-- START OF Data provided --
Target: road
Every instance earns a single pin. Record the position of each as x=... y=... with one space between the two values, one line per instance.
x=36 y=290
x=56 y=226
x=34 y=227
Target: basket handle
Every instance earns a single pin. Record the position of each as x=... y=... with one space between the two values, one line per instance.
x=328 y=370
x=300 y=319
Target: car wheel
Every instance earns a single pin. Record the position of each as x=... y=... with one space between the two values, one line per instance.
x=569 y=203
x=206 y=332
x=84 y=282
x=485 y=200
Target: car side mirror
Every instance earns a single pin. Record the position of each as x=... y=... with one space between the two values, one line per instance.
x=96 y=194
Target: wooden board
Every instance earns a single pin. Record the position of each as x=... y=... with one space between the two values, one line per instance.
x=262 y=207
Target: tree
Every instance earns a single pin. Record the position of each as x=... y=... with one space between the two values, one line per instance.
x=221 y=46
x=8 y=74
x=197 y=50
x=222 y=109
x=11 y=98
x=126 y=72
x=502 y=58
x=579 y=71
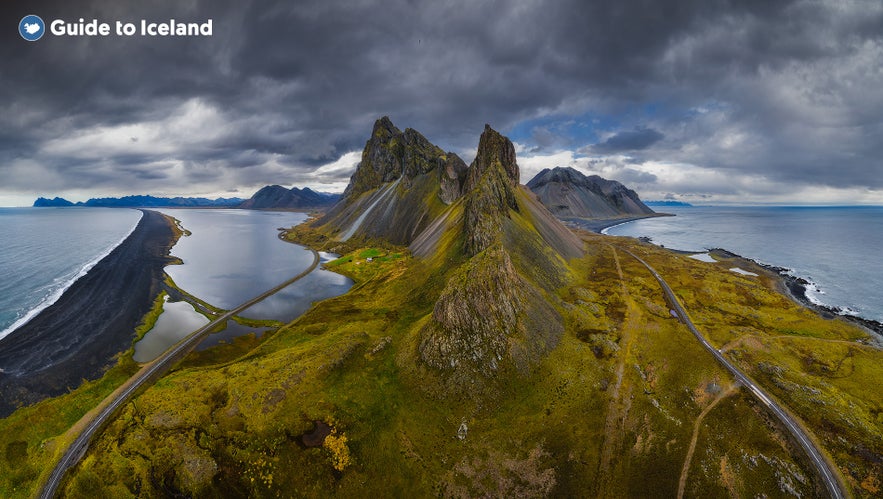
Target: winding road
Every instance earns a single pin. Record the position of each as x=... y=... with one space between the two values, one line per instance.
x=159 y=367
x=823 y=468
-- END OF Data provided --
**Goal**
Reproduce every one of the records above word for word, omitting the pictures from your answer.

**Solution to this exercise**
Target: road
Every instance earns a single pin. Record the position of each as x=... y=... with one space between the two values, one line per instance.
x=36 y=290
x=56 y=226
x=34 y=227
Target: basket handle
Every instance earns a single pin. Record the position of each as x=... y=... with one space between the two values, one line per instance.
x=328 y=370
x=300 y=319
Target: car wheel
Every instance earns a single pin. Record the position of each as x=... y=... with one space between the two values, one line per instance.
x=569 y=203
x=206 y=332
x=84 y=282
x=485 y=200
Target: car side mirror
Every instance earns a single pin. Record the position of each as x=... y=... with one space between the two values, one line per instance.
x=96 y=194
Target: wooden board
Every instance earns a single pin. Record the position of each as x=... y=... with one space between the two values, one line per instance.
x=262 y=207
Target: tree
Every instance earns a single pin. Record the position of each as x=... y=... with one space between the two values, one line per instance.
x=221 y=46
x=8 y=74
x=197 y=50
x=222 y=109
x=11 y=98
x=126 y=72
x=502 y=58
x=579 y=71
Target: winding road
Every instance earns a single pin. Record the position of each as x=... y=... with one space between the two values, one line per instance.
x=159 y=367
x=823 y=468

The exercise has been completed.